:: Source passage ::

[orc] branch master updated: ORC-709: FIX Boolean to StringGroup schema evolution (#594)

dongjoon Wed, 30 Dec 2020 02:28:38 -0800

This is an automated email from the ASF dual-hosted git repository.

dongjoon pushed a commit to branch master
in repository https://gitbox.apache.org/repos/asf/orc.git



The following commit(s) were added to refs/heads/master by this push:
     new 40495ba  ORC-709: FIX Boolean to StringGroup schema evolution (#594)
40495ba is described below

commit 40495baa71fe4ce267e77e27f3ee4cd2c1b9b57e
Author: Panagiotis Garefalakis <[email protected]>
AuthorDate: Wed Dec 30 12:28:26 2020 +0200

    ORC-709: FIX Boolean to StringGroup schema evolution (#594)
    
    ### What changes were proposed in this pull request?
    Special ConvertTreeReader for Boolean using 
StringGroupFromAnyIntegerTreeReader for String/Char/Varchar types
    
    ### Why are the changes needed?

:::

▸ What the exercise asks
In the commit email, which tree reader does the Boolean fix use for String, Char, and Varchar types? Rely only on the commit email.

:: Given records ::

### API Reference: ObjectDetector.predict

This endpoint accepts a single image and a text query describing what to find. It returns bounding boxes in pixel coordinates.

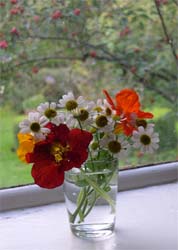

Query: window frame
[0,162,178,212]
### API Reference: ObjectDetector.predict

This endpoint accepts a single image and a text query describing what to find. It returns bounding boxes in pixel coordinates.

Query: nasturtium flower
[26,123,93,189]
[17,133,35,163]
[104,89,153,136]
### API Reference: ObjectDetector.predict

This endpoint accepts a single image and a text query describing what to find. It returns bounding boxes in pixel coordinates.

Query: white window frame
[0,162,178,212]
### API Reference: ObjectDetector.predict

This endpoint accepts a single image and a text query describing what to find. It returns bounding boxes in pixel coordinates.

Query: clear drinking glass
[63,159,118,238]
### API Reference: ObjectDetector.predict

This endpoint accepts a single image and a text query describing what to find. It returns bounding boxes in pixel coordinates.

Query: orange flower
[17,133,35,163]
[104,89,153,136]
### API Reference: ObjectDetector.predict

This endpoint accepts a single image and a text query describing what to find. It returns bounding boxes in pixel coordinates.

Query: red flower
[52,10,62,20]
[33,16,40,23]
[32,66,39,74]
[10,6,24,15]
[0,2,6,7]
[73,9,80,16]
[120,26,131,37]
[90,50,97,58]
[104,89,153,136]
[26,123,92,189]
[10,0,18,4]
[0,40,8,49]
[10,27,19,36]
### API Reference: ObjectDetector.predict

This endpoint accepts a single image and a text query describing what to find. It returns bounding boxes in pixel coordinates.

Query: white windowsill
[0,183,178,250]
[0,162,178,212]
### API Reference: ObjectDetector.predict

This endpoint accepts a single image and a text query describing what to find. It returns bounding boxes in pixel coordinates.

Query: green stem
[70,188,87,223]
[80,169,115,212]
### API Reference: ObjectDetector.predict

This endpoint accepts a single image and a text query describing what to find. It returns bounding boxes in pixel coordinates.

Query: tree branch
[154,0,178,64]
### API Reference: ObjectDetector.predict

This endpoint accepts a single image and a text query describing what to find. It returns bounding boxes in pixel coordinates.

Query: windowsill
[0,162,178,212]
[0,183,178,250]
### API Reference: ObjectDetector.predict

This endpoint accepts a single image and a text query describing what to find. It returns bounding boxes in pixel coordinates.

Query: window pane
[0,0,178,187]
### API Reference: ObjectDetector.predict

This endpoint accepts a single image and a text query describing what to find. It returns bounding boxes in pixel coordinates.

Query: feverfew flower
[58,92,85,111]
[132,124,159,153]
[37,102,61,125]
[19,112,50,141]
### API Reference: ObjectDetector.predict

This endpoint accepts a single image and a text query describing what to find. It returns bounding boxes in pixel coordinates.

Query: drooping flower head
[132,124,159,153]
[104,89,153,136]
[26,123,92,189]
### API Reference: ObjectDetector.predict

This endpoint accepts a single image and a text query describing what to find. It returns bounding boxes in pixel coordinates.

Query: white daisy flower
[73,101,95,127]
[19,112,50,140]
[132,124,159,153]
[58,92,85,111]
[37,102,59,125]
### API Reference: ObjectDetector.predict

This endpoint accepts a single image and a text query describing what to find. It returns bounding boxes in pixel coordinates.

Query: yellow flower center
[51,143,70,163]
[95,115,108,128]
[30,122,40,132]
[44,109,57,119]
[66,100,78,111]
[108,141,122,154]
[91,141,99,150]
[94,106,103,113]
[136,119,147,128]
[78,109,89,121]
[140,134,151,146]
[105,107,112,116]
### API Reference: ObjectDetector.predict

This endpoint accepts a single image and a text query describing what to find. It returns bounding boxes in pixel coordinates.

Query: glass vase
[63,159,118,238]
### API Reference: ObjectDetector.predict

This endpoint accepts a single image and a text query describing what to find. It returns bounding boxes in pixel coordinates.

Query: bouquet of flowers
[17,89,159,229]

:::

▸ Output below
StringGroupFromAnyIntegerTreeReader